##### Vorliegende Einträge #####
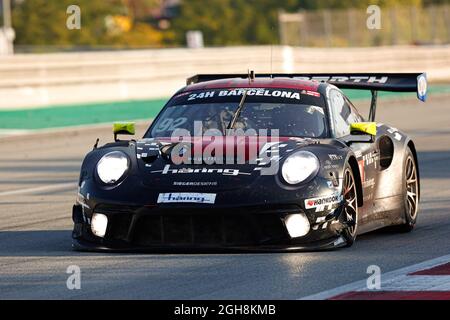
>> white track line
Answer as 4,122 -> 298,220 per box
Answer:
0,182 -> 78,197
300,255 -> 450,300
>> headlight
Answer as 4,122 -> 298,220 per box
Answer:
91,213 -> 108,238
97,151 -> 130,184
285,213 -> 311,238
281,151 -> 320,184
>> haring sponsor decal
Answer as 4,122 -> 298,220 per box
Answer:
158,192 -> 216,204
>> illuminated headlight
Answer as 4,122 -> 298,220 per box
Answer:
97,151 -> 130,184
91,213 -> 108,238
284,213 -> 310,238
281,151 -> 320,184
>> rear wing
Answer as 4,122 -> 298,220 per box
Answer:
187,73 -> 428,102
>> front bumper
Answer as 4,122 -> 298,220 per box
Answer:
73,205 -> 346,252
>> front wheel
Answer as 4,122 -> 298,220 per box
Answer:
342,165 -> 358,247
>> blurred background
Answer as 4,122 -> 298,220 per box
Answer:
0,0 -> 450,135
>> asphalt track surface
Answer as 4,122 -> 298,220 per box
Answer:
0,96 -> 450,299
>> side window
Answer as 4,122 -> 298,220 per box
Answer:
329,89 -> 352,138
345,98 -> 364,123
329,90 -> 363,138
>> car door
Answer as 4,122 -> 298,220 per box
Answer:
329,89 -> 381,224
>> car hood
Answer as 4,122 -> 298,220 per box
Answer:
136,137 -> 318,192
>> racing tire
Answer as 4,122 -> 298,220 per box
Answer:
396,148 -> 419,233
341,164 -> 358,247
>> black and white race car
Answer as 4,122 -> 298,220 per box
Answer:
73,73 -> 427,251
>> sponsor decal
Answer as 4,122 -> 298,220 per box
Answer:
363,178 -> 375,189
173,181 -> 218,187
363,151 -> 379,169
295,76 -> 389,84
158,192 -> 216,204
151,164 -> 251,176
358,160 -> 366,183
328,154 -> 344,161
305,194 -> 344,212
323,164 -> 339,170
187,88 -> 306,101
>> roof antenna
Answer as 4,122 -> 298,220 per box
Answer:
248,70 -> 255,84
270,25 -> 274,79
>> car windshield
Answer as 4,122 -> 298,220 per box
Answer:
146,89 -> 328,138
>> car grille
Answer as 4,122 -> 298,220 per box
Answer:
99,205 -> 293,247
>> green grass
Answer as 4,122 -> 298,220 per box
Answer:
0,100 -> 166,129
0,85 -> 450,130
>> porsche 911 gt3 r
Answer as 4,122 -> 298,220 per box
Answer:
73,73 -> 427,251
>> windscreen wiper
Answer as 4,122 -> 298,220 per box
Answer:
227,90 -> 248,130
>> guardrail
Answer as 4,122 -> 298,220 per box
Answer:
0,46 -> 450,109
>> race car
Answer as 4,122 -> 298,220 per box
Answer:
72,72 -> 427,252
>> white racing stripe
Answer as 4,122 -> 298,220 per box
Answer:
0,182 -> 78,197
299,255 -> 450,300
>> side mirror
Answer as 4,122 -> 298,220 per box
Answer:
343,122 -> 377,145
113,122 -> 136,141
350,122 -> 377,137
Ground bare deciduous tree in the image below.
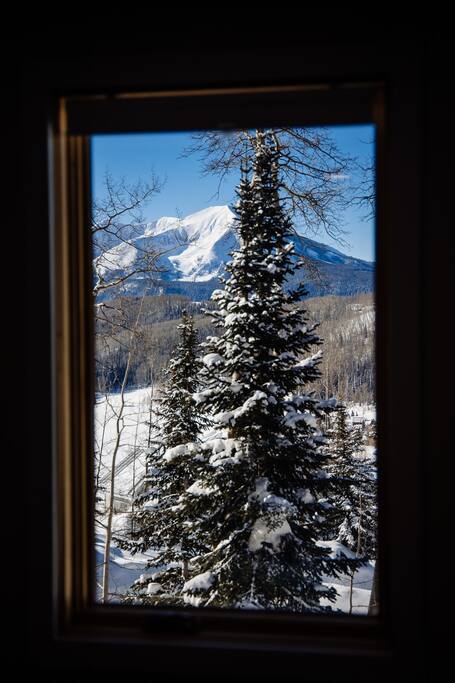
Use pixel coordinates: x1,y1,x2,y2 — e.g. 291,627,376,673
184,127,371,243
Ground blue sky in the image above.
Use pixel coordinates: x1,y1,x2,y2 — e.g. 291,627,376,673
92,125,374,261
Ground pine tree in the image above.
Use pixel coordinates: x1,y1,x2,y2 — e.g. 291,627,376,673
329,405,377,559
175,132,355,611
118,311,207,604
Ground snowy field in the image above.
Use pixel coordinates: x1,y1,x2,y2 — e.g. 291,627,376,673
95,388,376,614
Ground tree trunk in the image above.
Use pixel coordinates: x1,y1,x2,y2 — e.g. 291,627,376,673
102,295,145,602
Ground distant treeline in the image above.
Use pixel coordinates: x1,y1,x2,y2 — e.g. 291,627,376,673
96,294,375,403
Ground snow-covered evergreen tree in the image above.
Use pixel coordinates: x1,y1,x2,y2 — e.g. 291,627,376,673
118,311,207,604
329,405,377,559
175,131,355,612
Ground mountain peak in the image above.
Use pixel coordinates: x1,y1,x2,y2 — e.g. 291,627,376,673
97,205,374,300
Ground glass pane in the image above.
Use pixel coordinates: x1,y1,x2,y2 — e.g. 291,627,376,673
92,125,377,615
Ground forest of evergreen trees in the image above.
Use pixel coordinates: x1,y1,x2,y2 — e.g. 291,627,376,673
97,131,382,612
96,294,375,404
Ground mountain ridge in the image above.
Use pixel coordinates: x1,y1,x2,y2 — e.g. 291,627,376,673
96,205,374,300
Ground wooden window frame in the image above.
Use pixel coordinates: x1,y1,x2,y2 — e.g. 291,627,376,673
25,46,442,680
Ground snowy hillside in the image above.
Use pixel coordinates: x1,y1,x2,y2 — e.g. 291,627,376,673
95,387,375,614
93,206,374,298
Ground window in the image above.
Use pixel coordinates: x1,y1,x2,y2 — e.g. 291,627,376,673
91,125,377,614
25,41,446,672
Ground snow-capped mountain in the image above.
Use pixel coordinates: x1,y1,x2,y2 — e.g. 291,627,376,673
96,206,374,299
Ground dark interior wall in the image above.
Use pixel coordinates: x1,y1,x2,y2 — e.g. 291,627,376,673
5,32,454,681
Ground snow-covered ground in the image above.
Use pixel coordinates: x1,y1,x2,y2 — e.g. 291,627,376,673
95,388,376,614
95,388,155,496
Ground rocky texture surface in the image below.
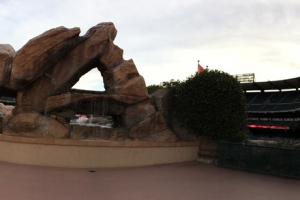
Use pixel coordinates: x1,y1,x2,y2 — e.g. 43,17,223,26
0,23,177,141
3,113,69,138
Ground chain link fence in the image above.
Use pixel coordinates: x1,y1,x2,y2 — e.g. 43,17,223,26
218,142,300,178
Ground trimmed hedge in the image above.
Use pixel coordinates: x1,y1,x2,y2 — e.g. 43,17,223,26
174,70,248,142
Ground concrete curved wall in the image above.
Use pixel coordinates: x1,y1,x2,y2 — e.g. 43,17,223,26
0,135,199,168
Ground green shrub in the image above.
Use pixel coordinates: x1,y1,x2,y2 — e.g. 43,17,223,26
174,70,247,142
147,85,163,94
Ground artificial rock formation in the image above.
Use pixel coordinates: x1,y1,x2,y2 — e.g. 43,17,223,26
0,23,177,141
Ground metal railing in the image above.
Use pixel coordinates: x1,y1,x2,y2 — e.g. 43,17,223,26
218,142,300,178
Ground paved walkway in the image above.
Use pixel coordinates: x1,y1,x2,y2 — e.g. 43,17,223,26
0,162,300,200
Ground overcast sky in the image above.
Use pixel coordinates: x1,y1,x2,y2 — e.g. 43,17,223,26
0,0,300,90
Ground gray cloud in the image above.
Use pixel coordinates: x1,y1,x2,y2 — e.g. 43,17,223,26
0,0,300,90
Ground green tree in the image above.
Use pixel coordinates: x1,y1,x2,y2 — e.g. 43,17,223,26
147,85,163,94
174,70,247,142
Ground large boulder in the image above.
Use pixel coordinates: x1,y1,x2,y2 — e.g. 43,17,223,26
0,23,177,141
121,100,155,128
3,113,69,138
9,27,81,90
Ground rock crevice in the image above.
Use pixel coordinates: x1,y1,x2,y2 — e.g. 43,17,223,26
0,23,177,141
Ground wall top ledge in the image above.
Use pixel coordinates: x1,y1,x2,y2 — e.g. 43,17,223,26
0,134,200,148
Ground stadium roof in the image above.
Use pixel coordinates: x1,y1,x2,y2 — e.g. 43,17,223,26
241,77,300,92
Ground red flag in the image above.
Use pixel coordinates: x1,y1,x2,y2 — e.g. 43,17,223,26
198,63,204,73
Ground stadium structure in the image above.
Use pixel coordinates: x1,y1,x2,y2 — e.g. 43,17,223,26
0,74,300,136
241,76,300,136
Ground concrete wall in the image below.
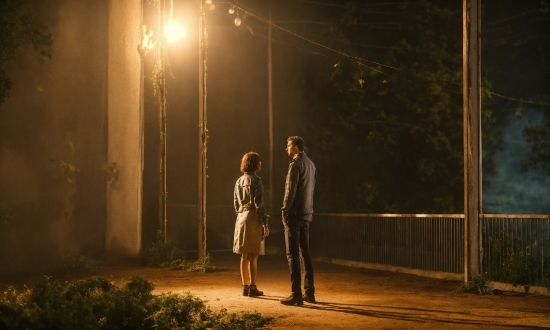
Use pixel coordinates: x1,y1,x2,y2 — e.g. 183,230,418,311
105,0,143,256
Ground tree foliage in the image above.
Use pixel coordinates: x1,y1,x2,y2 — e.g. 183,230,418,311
0,0,53,104
305,1,472,213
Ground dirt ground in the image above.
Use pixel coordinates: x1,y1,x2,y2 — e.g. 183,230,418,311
0,252,550,329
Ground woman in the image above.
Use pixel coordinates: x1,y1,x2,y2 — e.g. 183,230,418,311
233,152,269,297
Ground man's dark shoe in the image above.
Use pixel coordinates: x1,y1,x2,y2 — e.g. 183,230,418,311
281,295,304,306
248,285,264,297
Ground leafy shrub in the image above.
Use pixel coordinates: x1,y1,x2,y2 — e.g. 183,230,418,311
64,253,97,273
147,230,216,273
168,254,216,273
147,230,185,266
0,277,272,330
503,252,537,286
458,276,487,295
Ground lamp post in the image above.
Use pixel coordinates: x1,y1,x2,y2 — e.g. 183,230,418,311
197,0,208,259
138,1,185,242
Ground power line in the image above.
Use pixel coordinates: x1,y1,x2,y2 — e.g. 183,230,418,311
488,92,550,107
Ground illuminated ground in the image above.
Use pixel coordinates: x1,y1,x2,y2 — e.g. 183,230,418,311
1,253,550,330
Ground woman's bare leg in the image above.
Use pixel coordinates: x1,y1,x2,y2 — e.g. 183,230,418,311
241,253,251,285
248,253,258,285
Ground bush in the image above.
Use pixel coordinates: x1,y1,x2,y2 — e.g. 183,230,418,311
147,230,216,273
502,252,537,286
458,276,487,295
0,277,272,330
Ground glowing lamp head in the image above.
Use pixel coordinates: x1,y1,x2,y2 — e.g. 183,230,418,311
164,20,186,43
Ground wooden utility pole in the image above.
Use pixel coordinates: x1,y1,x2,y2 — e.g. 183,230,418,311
198,0,208,259
267,9,273,212
462,0,481,281
157,1,168,242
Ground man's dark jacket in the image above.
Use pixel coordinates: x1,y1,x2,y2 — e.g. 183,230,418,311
282,152,317,220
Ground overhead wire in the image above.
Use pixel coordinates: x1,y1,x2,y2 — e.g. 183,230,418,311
224,0,550,102
226,0,460,90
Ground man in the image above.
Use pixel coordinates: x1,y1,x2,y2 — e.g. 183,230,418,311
281,136,317,305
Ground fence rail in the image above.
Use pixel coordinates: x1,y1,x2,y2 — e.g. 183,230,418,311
310,213,464,274
168,205,550,285
480,214,550,285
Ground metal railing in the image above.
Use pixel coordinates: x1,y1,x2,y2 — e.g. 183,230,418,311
310,213,464,274
480,214,550,285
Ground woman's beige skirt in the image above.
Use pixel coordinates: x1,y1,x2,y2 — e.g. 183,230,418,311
233,210,265,255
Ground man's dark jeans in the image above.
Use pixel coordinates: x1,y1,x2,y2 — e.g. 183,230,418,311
285,215,315,297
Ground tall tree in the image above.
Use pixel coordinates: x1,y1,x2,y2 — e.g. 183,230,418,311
305,1,476,213
0,0,53,104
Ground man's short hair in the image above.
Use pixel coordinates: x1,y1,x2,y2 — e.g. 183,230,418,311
241,151,260,173
286,136,304,151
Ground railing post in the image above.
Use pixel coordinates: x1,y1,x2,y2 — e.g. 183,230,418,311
462,0,481,281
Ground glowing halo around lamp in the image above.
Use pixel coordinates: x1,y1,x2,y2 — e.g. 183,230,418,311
164,20,186,43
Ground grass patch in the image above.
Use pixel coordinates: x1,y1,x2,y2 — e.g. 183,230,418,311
0,276,273,329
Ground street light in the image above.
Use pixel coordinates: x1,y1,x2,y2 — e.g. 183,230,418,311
138,1,185,242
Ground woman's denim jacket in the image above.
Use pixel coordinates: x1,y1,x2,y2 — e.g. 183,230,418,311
233,172,268,226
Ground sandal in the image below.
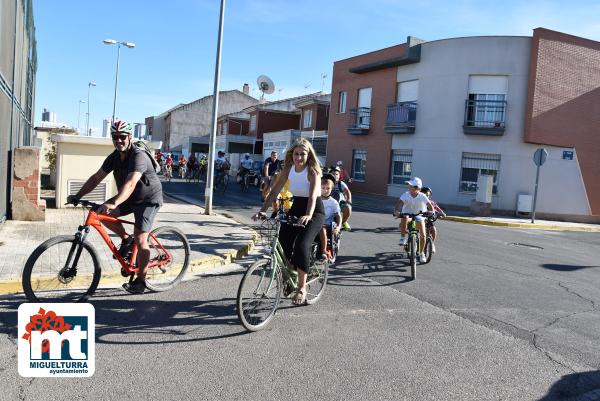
#####
**Die Aufgabe:** Überarbeite die Einträge von der Zeile mit „Ground grass patch in the image above." bis zum Ende der Einträge: Ersetze „street light" durch „lamp post" und lass alles andere unverändert. Gib nur diese Zeilen zurück, ohne die Bilder.

**Vollständige Antwort:**
Ground grass patch in the image above.
Use pixel coordinates: x1,y1,x2,y2 — e.g. 183,230,418,311
0,276,273,329
Ground lamp post in the image above.
Use pixel coordinates: x1,y1,x2,y2 — e.g. 183,230,418,311
138,1,185,242
Ground woman's denim jacket in the image above.
Use pixel coordinates: x1,y1,x2,y2 — e.g. 183,230,418,311
233,172,268,226
Ground sandal in the image below.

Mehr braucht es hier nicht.